[Outline labeling records]

[BEGIN]

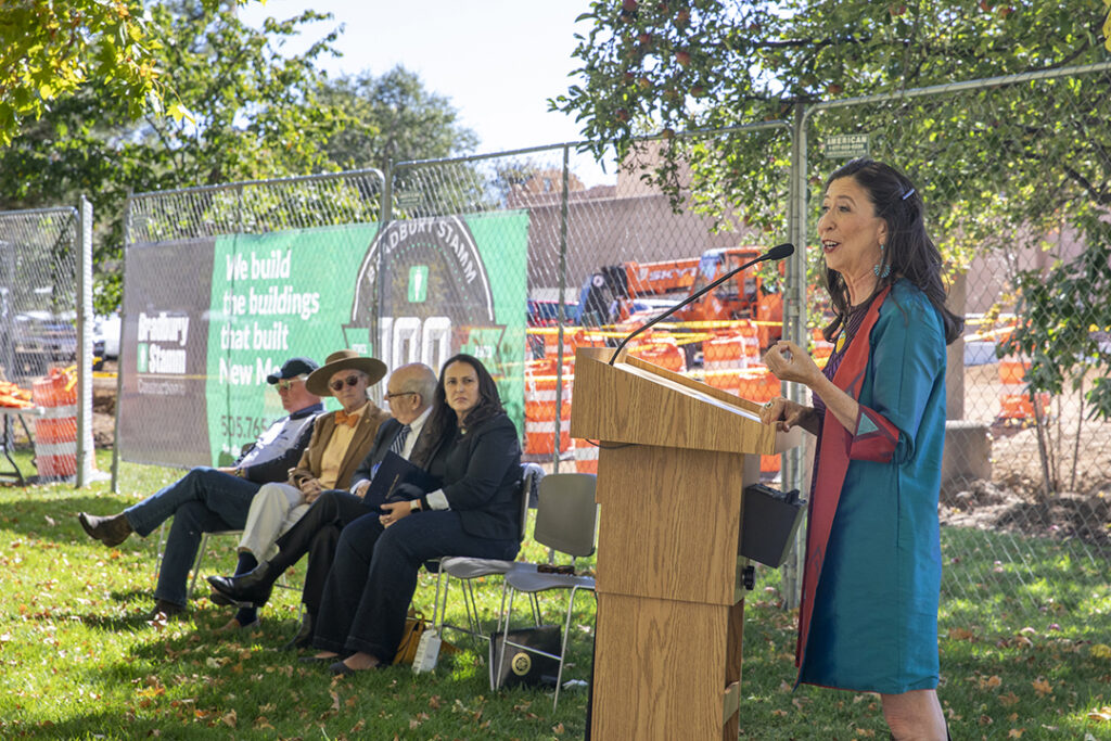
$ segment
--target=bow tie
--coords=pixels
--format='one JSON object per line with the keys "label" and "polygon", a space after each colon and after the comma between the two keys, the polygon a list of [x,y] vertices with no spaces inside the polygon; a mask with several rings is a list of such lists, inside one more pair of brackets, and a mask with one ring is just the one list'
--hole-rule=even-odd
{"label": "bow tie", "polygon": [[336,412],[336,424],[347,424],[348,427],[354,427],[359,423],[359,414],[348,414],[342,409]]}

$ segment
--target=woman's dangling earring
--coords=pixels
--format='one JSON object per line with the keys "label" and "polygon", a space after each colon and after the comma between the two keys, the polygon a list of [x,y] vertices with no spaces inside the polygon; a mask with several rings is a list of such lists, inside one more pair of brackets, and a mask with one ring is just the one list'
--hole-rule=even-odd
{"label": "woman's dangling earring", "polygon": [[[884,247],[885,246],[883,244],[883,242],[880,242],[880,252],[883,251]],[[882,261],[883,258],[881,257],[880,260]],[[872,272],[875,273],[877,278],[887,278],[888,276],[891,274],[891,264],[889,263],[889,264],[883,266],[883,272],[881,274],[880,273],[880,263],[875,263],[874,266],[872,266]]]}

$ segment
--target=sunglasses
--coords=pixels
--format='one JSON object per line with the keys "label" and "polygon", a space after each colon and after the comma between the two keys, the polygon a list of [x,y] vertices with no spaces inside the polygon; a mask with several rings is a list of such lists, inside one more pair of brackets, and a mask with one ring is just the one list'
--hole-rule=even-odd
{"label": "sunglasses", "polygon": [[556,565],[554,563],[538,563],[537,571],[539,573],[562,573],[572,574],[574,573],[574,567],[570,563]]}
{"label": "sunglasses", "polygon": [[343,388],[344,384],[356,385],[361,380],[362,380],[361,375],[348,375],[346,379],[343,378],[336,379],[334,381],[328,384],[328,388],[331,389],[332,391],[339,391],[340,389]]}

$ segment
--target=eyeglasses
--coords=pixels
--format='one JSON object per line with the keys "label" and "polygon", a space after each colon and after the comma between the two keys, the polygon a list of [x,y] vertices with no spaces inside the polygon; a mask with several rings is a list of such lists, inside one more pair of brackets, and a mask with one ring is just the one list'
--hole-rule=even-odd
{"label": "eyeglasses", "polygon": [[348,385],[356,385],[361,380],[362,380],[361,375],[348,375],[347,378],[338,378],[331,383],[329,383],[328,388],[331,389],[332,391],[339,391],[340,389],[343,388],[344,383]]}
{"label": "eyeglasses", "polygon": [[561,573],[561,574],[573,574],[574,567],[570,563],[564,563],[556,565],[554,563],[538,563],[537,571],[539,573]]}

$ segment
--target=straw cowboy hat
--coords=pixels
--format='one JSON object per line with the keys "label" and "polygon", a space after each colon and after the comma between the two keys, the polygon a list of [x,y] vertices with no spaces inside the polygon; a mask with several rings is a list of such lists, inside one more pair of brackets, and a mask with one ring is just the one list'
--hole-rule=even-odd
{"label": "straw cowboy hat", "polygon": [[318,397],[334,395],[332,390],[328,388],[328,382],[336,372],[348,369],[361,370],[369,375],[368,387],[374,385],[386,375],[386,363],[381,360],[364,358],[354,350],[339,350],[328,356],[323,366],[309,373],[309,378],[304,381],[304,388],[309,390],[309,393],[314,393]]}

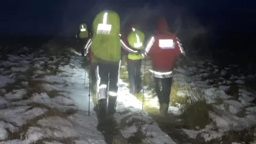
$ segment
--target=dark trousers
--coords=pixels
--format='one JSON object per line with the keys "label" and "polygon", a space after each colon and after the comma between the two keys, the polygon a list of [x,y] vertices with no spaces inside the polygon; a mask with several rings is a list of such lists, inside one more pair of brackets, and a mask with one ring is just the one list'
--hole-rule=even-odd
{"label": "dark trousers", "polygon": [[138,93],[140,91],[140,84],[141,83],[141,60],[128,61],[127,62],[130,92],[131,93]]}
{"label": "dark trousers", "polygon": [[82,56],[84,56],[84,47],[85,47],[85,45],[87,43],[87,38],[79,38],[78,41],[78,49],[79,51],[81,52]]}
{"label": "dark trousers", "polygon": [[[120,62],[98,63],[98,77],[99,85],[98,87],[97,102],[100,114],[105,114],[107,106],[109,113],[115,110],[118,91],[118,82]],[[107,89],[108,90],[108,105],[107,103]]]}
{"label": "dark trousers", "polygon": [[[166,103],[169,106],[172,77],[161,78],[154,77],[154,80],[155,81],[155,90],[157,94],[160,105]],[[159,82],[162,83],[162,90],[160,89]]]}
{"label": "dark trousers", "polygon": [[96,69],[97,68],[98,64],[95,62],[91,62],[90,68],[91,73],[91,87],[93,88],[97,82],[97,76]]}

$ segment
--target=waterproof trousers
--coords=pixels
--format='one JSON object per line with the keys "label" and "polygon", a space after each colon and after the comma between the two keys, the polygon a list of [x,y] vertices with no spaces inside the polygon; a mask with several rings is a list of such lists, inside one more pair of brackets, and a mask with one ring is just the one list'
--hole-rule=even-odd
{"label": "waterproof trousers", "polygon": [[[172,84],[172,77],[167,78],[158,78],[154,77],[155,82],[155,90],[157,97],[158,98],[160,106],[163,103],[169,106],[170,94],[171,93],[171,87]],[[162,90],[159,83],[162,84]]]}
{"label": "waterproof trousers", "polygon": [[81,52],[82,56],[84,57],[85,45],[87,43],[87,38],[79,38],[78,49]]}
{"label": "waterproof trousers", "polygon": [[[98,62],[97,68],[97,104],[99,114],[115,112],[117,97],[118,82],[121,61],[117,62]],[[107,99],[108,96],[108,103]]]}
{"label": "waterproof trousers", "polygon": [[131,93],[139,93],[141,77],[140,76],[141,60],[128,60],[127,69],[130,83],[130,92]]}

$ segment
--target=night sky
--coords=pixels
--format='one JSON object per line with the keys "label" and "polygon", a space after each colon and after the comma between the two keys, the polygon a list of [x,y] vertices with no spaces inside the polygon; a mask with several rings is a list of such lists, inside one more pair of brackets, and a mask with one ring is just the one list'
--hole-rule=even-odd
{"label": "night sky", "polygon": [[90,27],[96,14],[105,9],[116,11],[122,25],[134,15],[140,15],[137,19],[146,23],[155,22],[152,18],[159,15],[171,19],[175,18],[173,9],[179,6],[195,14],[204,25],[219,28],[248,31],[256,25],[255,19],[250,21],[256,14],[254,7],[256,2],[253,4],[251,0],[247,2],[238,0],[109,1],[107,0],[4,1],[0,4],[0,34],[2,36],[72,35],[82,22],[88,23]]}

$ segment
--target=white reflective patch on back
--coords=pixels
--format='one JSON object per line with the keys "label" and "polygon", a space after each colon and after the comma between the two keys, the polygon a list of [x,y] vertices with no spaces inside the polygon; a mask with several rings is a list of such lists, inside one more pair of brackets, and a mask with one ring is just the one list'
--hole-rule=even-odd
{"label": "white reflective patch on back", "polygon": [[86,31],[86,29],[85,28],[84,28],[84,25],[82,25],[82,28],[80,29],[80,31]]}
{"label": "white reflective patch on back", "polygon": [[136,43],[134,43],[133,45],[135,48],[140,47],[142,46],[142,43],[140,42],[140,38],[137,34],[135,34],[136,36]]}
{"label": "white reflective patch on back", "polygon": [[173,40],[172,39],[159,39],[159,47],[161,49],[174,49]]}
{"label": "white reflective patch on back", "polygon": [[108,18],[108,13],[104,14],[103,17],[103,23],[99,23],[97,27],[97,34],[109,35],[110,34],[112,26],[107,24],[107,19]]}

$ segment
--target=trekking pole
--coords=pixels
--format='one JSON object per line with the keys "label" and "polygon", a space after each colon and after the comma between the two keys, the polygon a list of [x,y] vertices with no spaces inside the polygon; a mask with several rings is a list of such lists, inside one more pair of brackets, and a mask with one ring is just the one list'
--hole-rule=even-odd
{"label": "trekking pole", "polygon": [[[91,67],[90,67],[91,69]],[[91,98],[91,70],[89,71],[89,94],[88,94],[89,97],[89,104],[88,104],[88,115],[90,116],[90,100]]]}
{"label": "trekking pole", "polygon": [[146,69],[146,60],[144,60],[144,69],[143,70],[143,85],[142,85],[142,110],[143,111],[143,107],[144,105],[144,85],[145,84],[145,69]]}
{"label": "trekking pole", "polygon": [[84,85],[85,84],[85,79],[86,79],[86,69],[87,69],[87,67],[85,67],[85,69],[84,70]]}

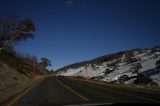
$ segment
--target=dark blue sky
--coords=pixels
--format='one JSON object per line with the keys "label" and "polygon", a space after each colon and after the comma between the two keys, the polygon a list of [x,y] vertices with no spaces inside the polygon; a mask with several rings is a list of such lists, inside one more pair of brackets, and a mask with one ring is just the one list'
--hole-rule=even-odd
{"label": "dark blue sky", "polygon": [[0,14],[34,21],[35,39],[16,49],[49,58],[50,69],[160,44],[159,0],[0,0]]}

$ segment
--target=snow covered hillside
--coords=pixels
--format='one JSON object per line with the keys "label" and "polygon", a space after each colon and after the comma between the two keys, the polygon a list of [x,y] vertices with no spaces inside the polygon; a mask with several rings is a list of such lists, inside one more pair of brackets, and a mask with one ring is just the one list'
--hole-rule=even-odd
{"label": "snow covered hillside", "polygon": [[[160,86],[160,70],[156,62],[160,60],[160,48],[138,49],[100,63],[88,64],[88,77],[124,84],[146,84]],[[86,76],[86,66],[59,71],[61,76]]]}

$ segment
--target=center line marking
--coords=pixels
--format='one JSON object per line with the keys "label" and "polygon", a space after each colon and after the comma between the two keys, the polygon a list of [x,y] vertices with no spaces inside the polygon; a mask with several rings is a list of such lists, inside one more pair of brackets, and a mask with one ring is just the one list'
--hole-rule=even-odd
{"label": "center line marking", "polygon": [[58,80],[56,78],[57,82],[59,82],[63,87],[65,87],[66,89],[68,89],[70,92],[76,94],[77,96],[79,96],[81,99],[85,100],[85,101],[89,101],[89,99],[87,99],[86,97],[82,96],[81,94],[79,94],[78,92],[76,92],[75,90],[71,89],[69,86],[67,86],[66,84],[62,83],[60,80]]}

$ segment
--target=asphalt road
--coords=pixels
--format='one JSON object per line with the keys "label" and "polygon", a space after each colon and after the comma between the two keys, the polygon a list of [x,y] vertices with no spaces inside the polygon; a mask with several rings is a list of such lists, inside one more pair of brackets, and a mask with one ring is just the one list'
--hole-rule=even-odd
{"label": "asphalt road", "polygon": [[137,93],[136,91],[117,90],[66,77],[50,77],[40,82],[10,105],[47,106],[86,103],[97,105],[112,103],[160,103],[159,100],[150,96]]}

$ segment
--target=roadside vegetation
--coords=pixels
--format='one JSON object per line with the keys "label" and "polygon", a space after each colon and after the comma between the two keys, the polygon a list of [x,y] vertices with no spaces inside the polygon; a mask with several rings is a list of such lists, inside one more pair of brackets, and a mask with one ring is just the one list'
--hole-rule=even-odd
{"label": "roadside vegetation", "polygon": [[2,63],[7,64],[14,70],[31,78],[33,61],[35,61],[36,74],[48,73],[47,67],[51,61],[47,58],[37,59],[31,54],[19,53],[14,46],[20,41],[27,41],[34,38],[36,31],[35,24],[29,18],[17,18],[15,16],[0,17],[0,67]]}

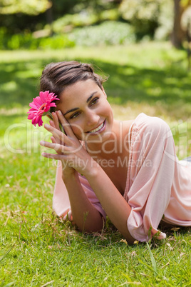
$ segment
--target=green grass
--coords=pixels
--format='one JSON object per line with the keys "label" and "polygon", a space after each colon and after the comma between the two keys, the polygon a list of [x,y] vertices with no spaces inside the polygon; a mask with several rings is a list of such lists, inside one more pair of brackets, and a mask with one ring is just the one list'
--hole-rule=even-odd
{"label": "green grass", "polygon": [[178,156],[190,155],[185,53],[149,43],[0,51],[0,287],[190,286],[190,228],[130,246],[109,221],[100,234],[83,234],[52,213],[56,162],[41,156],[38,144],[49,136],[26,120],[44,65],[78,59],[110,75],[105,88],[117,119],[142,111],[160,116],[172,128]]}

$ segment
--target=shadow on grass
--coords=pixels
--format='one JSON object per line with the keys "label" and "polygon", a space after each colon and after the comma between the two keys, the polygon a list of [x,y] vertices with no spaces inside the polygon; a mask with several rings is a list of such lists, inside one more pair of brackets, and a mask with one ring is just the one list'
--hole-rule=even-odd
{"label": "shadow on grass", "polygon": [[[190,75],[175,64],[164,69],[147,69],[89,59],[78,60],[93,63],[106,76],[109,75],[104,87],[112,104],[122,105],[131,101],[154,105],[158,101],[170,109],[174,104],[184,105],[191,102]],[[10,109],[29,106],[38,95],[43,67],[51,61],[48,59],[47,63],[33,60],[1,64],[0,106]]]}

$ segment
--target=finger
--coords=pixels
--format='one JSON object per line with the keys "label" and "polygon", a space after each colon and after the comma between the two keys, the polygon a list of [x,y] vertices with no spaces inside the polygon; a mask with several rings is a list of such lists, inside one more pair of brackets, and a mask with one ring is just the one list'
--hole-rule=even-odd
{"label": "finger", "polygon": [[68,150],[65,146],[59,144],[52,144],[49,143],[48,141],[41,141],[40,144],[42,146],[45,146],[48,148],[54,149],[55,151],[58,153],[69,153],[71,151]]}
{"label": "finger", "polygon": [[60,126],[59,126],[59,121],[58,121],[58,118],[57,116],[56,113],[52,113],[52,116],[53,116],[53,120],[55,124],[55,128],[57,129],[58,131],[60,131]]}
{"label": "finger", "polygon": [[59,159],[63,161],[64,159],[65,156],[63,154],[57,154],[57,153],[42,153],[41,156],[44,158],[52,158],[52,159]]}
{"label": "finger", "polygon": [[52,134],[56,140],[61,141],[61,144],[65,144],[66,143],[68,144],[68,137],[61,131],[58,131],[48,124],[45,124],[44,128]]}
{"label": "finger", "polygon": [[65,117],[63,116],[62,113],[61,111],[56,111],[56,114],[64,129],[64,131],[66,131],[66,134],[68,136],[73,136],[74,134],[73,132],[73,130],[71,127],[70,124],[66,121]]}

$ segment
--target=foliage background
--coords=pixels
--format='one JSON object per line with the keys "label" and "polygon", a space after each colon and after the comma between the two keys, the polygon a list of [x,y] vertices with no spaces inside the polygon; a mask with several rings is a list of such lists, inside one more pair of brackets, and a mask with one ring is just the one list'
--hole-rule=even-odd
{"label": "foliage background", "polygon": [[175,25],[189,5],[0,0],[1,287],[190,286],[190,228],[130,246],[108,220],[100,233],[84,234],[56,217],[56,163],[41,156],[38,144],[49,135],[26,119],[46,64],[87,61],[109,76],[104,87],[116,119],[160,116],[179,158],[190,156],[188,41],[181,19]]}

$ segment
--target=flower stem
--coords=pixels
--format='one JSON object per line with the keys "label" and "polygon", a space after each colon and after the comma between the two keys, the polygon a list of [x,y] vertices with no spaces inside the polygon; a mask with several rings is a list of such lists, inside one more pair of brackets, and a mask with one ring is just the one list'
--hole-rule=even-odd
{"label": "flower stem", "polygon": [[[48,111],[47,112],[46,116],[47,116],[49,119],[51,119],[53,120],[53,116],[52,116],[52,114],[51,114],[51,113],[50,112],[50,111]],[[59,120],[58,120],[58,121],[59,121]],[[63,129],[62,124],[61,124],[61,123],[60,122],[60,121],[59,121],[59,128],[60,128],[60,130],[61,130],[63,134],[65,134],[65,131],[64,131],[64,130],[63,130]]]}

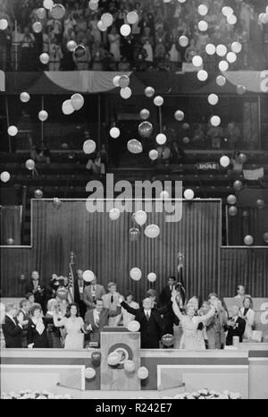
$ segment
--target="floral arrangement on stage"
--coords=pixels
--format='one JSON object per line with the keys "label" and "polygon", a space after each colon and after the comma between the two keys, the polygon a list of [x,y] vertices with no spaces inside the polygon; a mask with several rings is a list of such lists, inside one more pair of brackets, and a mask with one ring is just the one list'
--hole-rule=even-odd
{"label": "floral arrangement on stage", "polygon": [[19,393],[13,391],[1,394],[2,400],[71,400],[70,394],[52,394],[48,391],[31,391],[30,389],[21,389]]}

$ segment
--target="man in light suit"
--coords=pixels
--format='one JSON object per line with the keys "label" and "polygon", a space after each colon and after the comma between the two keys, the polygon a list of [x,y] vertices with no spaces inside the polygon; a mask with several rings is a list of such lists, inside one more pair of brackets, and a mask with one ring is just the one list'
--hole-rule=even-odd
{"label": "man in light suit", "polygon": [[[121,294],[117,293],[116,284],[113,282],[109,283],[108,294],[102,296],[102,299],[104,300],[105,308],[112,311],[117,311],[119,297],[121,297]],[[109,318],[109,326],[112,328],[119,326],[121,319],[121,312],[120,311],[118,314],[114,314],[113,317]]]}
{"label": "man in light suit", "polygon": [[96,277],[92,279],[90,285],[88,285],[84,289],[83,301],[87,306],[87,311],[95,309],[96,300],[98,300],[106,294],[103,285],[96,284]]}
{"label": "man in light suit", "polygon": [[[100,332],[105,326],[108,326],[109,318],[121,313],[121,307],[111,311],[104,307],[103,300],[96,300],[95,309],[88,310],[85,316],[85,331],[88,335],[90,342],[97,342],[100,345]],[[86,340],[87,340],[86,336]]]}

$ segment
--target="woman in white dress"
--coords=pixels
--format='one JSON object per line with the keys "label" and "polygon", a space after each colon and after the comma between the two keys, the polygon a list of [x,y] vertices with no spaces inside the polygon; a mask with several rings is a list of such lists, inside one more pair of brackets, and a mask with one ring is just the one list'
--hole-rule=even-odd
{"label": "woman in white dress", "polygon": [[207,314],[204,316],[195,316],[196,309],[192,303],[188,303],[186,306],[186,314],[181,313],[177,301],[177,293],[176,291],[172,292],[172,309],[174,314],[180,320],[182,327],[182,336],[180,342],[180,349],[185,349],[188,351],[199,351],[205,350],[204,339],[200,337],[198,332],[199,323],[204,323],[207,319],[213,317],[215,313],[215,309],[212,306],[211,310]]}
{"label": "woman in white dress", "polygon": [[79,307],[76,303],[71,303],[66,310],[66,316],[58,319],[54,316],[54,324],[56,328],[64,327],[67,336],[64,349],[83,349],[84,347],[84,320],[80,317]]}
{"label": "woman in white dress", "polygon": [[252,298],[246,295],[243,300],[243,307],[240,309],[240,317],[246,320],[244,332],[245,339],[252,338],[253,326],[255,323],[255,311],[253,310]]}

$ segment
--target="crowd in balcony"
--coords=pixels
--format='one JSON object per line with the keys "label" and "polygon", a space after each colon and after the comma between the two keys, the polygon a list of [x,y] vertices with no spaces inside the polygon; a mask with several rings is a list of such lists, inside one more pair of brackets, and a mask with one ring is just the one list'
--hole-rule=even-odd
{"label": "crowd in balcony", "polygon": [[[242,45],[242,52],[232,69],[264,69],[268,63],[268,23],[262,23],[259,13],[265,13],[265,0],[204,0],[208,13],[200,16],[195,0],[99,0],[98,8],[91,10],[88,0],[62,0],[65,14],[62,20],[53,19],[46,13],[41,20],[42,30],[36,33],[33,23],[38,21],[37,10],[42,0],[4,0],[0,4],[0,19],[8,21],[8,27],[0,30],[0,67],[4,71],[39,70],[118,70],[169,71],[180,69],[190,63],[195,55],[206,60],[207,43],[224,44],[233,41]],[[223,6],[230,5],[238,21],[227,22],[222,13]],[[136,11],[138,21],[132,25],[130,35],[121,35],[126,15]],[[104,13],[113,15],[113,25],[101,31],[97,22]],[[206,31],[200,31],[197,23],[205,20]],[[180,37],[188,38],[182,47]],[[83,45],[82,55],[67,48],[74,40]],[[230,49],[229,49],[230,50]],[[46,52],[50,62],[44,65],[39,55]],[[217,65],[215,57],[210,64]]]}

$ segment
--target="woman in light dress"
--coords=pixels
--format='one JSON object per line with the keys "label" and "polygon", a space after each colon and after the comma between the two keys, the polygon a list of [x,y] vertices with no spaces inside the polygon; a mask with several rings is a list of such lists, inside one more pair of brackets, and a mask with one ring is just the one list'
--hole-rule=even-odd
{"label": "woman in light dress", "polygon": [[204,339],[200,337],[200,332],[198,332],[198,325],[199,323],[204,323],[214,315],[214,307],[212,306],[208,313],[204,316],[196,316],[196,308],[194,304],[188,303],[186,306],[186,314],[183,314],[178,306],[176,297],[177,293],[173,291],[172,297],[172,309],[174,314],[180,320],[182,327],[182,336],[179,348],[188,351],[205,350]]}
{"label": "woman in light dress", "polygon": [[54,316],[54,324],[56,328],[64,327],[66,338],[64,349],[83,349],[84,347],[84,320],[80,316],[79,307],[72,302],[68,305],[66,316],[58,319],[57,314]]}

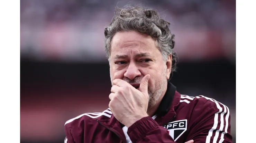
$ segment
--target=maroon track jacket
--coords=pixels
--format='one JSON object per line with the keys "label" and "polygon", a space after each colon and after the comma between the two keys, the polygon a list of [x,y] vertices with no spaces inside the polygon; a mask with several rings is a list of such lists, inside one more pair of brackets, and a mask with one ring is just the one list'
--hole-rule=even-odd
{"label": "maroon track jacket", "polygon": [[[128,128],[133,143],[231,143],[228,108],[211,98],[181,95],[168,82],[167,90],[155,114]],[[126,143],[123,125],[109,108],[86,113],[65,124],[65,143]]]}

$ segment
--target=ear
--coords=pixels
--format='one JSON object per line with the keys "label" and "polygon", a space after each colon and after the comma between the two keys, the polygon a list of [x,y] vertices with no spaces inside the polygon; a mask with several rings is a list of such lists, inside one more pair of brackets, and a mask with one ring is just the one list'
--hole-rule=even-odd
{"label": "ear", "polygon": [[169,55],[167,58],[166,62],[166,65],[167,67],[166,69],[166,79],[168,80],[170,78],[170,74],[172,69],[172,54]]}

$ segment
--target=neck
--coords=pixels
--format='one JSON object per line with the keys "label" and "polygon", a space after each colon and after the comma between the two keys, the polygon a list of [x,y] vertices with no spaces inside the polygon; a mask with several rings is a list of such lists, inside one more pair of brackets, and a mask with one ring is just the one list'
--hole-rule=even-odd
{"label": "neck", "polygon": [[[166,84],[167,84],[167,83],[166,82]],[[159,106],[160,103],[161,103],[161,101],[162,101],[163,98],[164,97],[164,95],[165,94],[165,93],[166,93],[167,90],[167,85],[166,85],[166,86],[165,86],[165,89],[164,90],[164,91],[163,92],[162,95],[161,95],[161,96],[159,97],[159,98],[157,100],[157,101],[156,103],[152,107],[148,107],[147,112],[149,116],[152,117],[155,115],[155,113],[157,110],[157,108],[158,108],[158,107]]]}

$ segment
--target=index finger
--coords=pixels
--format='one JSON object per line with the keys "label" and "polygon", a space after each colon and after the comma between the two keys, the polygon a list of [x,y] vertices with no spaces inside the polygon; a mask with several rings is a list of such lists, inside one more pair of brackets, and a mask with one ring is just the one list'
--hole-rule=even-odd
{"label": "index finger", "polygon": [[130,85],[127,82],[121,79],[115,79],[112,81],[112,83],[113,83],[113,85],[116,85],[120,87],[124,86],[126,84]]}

[END]

§ **Request**
Identify every line in the entries above that contains the word "stage" and copy each of those lines. Treat uppercase and lowercase as different.

§ **Exercise output**
--target="floral arrangement on stage"
{"label": "floral arrangement on stage", "polygon": [[19,393],[13,391],[1,394],[2,400],[71,400],[70,394],[52,394],[48,391],[31,391],[30,389],[21,389]]}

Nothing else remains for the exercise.